Set problem => Copy the records below word for word, leaving out every picture.
◇ ◇ ◇ ◇ ◇ ◇ ◇
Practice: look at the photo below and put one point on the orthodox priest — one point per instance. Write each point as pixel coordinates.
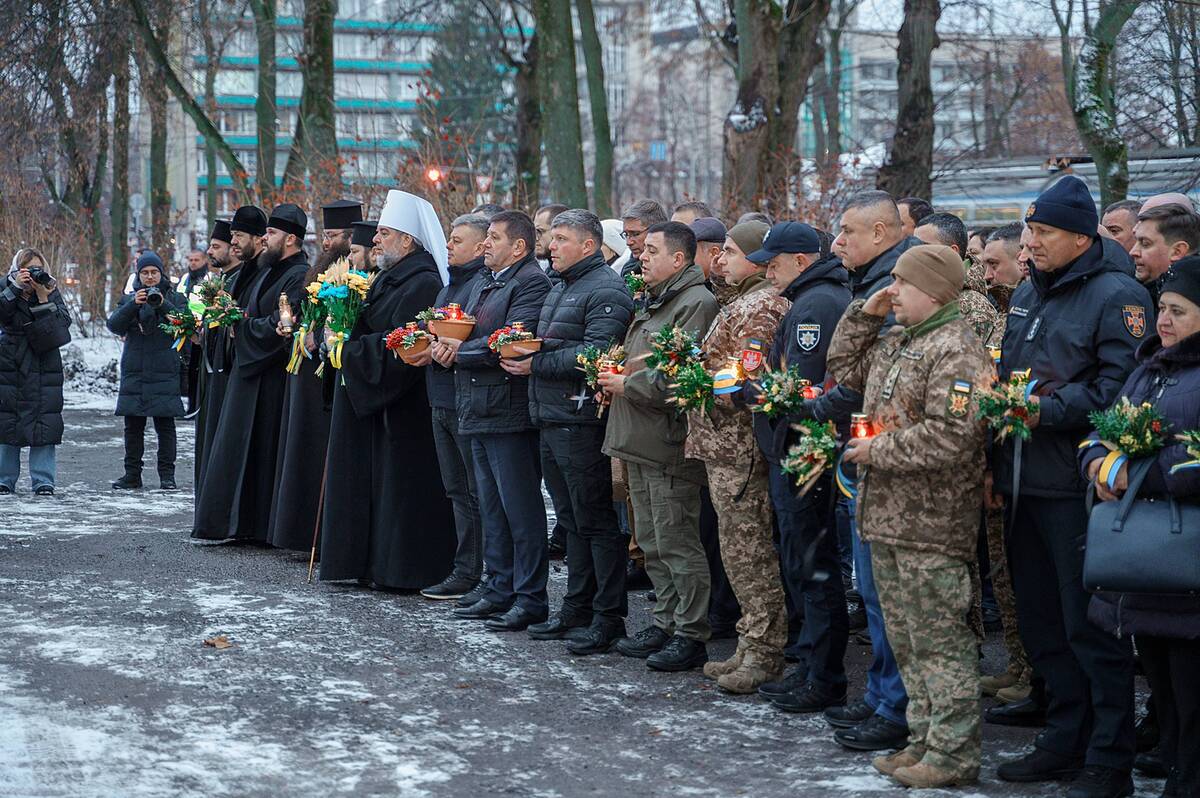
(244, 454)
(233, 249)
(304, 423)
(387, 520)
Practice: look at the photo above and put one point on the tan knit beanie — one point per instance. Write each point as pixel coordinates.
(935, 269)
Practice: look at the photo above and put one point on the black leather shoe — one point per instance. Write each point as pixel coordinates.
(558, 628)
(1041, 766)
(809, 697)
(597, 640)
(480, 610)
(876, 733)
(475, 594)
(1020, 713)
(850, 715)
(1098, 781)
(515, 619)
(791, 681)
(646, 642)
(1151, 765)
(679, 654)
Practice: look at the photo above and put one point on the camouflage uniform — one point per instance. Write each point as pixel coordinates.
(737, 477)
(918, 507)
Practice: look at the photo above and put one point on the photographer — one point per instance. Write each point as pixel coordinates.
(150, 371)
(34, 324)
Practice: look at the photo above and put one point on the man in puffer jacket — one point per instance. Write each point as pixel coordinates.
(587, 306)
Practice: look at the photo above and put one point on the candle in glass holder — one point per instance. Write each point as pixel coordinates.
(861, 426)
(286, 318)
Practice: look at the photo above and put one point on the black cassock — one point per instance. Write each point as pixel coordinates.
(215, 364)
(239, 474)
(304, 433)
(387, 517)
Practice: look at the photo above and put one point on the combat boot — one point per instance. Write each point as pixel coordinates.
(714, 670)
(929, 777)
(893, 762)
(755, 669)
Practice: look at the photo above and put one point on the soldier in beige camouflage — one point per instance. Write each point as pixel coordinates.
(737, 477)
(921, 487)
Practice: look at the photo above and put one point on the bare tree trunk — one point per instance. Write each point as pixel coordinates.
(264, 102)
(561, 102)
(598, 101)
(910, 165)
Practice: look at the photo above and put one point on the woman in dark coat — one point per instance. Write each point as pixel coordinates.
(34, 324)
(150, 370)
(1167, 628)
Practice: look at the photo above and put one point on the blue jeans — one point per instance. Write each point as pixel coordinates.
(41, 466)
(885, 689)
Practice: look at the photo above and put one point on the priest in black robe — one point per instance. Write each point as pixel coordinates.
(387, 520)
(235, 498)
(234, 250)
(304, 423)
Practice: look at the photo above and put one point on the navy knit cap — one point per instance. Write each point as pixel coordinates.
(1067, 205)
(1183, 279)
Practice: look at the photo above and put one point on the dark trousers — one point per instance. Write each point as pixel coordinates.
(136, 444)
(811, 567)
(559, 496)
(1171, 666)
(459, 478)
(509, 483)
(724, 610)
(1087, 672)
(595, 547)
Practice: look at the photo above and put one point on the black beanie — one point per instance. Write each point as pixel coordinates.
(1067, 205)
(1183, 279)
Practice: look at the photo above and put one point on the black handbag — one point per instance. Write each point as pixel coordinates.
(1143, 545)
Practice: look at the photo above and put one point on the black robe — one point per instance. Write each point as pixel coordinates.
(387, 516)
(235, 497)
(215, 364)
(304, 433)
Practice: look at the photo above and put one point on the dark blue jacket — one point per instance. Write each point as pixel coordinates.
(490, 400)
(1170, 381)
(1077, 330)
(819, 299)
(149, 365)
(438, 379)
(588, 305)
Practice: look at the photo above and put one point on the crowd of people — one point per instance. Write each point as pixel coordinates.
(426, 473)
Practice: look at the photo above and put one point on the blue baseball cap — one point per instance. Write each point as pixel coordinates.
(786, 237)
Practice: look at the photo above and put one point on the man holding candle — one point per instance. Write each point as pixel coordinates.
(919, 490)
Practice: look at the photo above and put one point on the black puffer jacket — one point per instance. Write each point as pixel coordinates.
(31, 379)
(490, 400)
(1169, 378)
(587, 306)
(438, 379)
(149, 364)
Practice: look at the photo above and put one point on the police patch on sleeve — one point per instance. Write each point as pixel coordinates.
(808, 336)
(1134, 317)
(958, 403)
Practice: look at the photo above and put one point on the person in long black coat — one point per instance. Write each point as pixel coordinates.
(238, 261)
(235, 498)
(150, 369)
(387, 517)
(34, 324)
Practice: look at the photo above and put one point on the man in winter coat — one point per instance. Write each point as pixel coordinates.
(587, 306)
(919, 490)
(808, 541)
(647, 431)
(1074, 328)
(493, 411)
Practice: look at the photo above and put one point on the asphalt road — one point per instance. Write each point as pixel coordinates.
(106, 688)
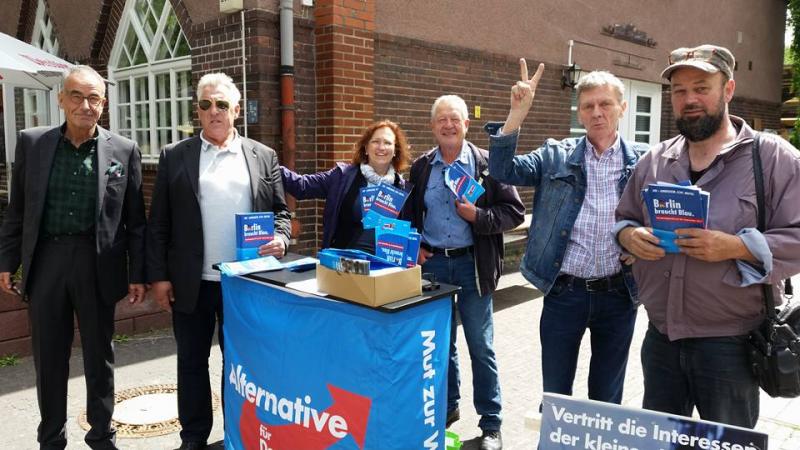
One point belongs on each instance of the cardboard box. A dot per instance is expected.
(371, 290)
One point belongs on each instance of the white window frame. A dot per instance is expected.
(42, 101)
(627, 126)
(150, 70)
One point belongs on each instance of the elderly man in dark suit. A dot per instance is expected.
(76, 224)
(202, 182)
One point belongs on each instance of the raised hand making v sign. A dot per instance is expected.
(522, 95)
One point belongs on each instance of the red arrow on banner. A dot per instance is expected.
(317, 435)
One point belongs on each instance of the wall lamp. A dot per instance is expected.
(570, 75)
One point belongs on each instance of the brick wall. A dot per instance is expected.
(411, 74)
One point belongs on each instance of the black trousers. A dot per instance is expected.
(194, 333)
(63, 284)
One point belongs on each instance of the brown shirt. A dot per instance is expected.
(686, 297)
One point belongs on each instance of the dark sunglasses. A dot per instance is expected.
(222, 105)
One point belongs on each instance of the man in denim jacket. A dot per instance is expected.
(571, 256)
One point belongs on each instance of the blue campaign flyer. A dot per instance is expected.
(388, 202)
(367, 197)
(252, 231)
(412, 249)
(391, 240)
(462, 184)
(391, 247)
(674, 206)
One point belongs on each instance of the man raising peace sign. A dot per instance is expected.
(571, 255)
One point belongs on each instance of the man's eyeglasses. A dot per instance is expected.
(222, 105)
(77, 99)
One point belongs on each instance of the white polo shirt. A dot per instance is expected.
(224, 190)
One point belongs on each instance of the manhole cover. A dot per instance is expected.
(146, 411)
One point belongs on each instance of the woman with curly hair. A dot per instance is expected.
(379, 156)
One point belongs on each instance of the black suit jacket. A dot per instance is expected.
◇ ◇ ◇ ◇ ◇ ◇ ◇
Completed task =>
Practice: look at the photo below and put one point on the orthodox priest — one point per instance. Write each point as pixel coordinates.
(244, 454)
(233, 249)
(304, 423)
(387, 520)
Practice: look at the photo above and put one point on the tan knit beanie — one point per instance. Write each point as pixel coordinates.
(935, 269)
Practice: look at the photo above and put one point on the black leather shoe — one point per instance. Write each point as pixel coordinates.
(558, 628)
(1041, 766)
(809, 697)
(597, 640)
(480, 610)
(876, 733)
(475, 594)
(1020, 713)
(850, 715)
(1098, 781)
(515, 619)
(791, 681)
(646, 642)
(1151, 765)
(679, 654)
Practice: look at the photo above and put one point on the camouflage uniform — one point per instance. Write each point as pixel coordinates.
(737, 477)
(918, 507)
Practice: look at the photo above and put one point on the photographer — one point per instance. Write each point as pixel coordinates.
(150, 371)
(34, 324)
Practice: look at the photo above and put one point on the man in puffer jacket — one point per instance. Write each point as pixel coordinates.
(587, 306)
Practice: look at the photo above and put one point on the candle in glass holder — one point per instance. Write each point as pixel coordinates.
(861, 426)
(286, 318)
Practice: look at the photo above and put one point on the black cassock — one point per instance. Write each point as pixel coordinates.
(215, 364)
(239, 474)
(304, 433)
(387, 517)
Practice: look at the photo above and put one point on the combat boot — one point per instance. Write each point as pixel coordinates.
(714, 670)
(929, 777)
(893, 762)
(755, 669)
Practice: look at the photo above and put one point on the soldier in beige camouflage — one point per instance. Write each point as pixel coordinates.
(737, 477)
(921, 487)
Practice: look at the photo above and put one point on the bare tree trunk — one point per instance. Write each point as pixel coordinates.
(264, 102)
(561, 102)
(598, 101)
(910, 165)
Practice: look at the photo above and put one point on the woman in dark coat — one point per instance. Write each point as pixel coordinates.
(34, 324)
(150, 370)
(1167, 628)
Practice: look at the photo above and put one point on the blue jeans — one point per instance. Write each point as pixel coordinates.
(41, 466)
(885, 689)
Practice: look at the photo above and put one point on the priest in black robe — one point per instance. Write each point as pixel coordinates.
(387, 520)
(235, 498)
(234, 250)
(304, 423)
Practice: look at the photo above and put one point on the navy knit cap — one point per instance. Write each point as pixel coordinates.
(1067, 205)
(1183, 279)
Practice: look at the photo above and put one point on the dark trousers — one point per instance. Write each point as pixel coordinates.
(136, 444)
(811, 567)
(559, 496)
(1171, 666)
(459, 478)
(509, 483)
(724, 610)
(1087, 672)
(595, 547)
Practice: look at the photo above and put one point on the black beanie — one point per instance. Write each point as pixel coordinates.
(1067, 205)
(1183, 279)
Practice: look at the photo above and put one point on the black handbag — one point per instance. Write each point as pixel coordinates.
(1143, 545)
Practice: look at the photo above and put one point on the black robe — one point per instance. Write each point as pixel coordinates.
(387, 516)
(235, 497)
(215, 364)
(304, 433)
Practice: look at the photo above and put one point on the dark blue jacket — one point per instance. Write each point as pixel coordinates.
(490, 400)
(1170, 381)
(1077, 330)
(819, 299)
(149, 365)
(438, 379)
(588, 305)
Practice: look at the photo above and put one point on the crowd of people — one point per instance. Write each point as pixel coordinates.
(426, 473)
Practice: look at the photo above and put one point on the blue baseball cap — one point per instance. Write each point as pixel coordinates.
(786, 237)
Practice: look at the photo above and put one point on the man holding candle — one point per instance. Write each point as pixel coordinates.
(919, 490)
Practice: look at the photo above and put one point on the black puffer jacket — one point per instance. Write each point as pixel coordinates.
(31, 379)
(490, 400)
(1169, 378)
(587, 306)
(438, 379)
(149, 364)
Practice: look at the photo above and put one point on the police patch on sleeve — one point per instance. Write each point as pixel coordinates.
(808, 336)
(1134, 317)
(958, 403)
Practice: look at the photo above and put one point on the person in long black coat — one point per instance. Write each point as pixel coordinates.
(238, 261)
(235, 498)
(150, 369)
(387, 517)
(34, 324)
Practice: look at the photo above and put one point on the man in winter coat — one point per instance. Write each point as pixel coordinates.
(587, 306)
(919, 490)
(808, 541)
(647, 431)
(1074, 328)
(493, 411)
Practice: look at the photo above and put one point on the asphalt road — one point per instance. Write each point as pixel coordinates.
(106, 688)
One point belongs on each instance of the cardboard box. A dot per instance is expected.
(371, 290)
One point belongs on each instance of the white window frame. A dot per instance is expected.
(42, 101)
(627, 126)
(150, 70)
One point belongs on each instance of the elderly man in dark suit. A dot per instance is expected.
(76, 224)
(202, 182)
One point belongs on each instance of the raised hand making v sign. A dot per instance is expected.
(522, 95)
One point belongs on each instance of the red arrow on banner. A dot per instance is expected.
(317, 435)
One point belongs on each instance of the wall lamp. A dot per instance is expected.
(570, 75)
One point belongs on each instance of the brick wall. A dot per instance is expected.
(411, 74)
One point belongs on each instance of the black trousers. A dot per instance is expected.
(194, 333)
(63, 284)
One point belongs on each instance of the brown shirt. A dot per instance is expected.
(686, 297)
One point belongs on each instance of the dark sunglasses. A dot per instance is expected.
(222, 105)
One point belongs on each instance of the man in denim jacket. A dot per instance is expected.
(571, 256)
One point belongs on each instance of the blue campaign flyer. A dot per instance is expected.
(388, 202)
(367, 197)
(252, 231)
(412, 249)
(391, 240)
(462, 184)
(391, 247)
(674, 206)
One point belongs on each instance of the man raising peace sign. A dot per instance is expected.
(571, 255)
One point belongs on each instance of the man's eyeglasses. A dot per instance is expected.
(222, 105)
(77, 99)
One point belongs on each instance of the white polo shirt. A dot per instance is expected.
(224, 190)
One point belongs on each instance of the manhole cover. A dot per instance is expected.
(146, 411)
One point belongs on each instance of the woman with curly hair. A dot per instance is expected.
(379, 156)
One point belongs on each instance of the black suit jacket. A dot per instance is expected.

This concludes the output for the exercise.